▸ QUOTED PASSAGE
As the stock market continues to fall, many investors are concerned about whether it could lead to a full-blown recession. The S&P 500 is down around 23% since its peak in early January, and the Nasdaq has fallen by just over 30% in that time frame -- both firmly in bear market territory. The Dow Jones Industrial Average also entered a bear market for the first time since 2020, which has amplified some investors' concerns.

To be clear, nobody knows for certain whether a recession is looming. But regardless of what happens, there are a few things the smartest investors are doing that can help you keep your money safe.

Person sitting on a couch feeling worried.

Image source: Getty Images.

1. Diversify your portfolio

Now is a fantastic opportunity to double-check that your portfolio is properly diversified. Stronger companies are far more likely to survive a recession or market downturn, but not all stocks will pull through tough economic times. If you're putting all your money behind a small number of stocks and even one of them doesn't survive, you could potentially lose a lot of money.

With a well-diversified portfolio, though, your investments are more protected. Even if one or two of your stocks don't bounce back from a recession, it won't sink the rest of your portfolio.

There's no hard rule as to how many stocks you should own, but a good guideline is to have at least 20 to 30 stocks from multiple industries. The more risk-averse you are, the more variety you should have in your portfolio. Just be sure you're not over-diversifying, as that could potentially limit your earnings.

2. Keep a long-term outlook

It's easy to feel discouraged about the market right now. But keep in mind that all slumps are temporary, and no matter how bad things get, the market will improve eventually.

In the last two decades alone, we've seen some nasty downturns -- from the dot-com bubble to the Great Recession to the brief (but nerve-wracking) crash in the early stages of the COVID-19 pandemic. And in every single instance, the market not only recovered, but also went on to see significant growth.

▸ INPUT DATA
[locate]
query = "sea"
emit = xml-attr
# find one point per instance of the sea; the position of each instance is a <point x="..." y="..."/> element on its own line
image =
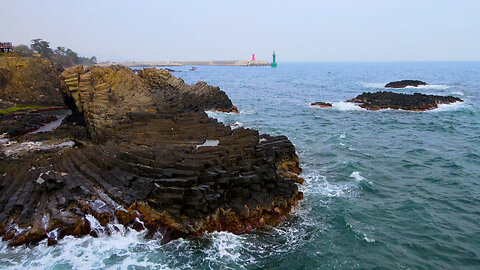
<point x="387" y="189"/>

▸ WHAT NEEDS TO BE DONE
Answer these questions from the investing article:
1. By about how much has the S&P 500 fallen since its peak in early January?
2. How many stocks does the article suggest as a good guideline for a portfolio?
3. Which downturns from the last two decades does the article name?
The data has no connection to the text about the market downturn.

▸ REPLY TO THE EXERCISE
1. Around 23%.
2. At least 20 to 30 stocks from multiple industries.
3. The dot-com bubble, the Great Recession and the brief crash in the early stages of the COVID-19 pandemic.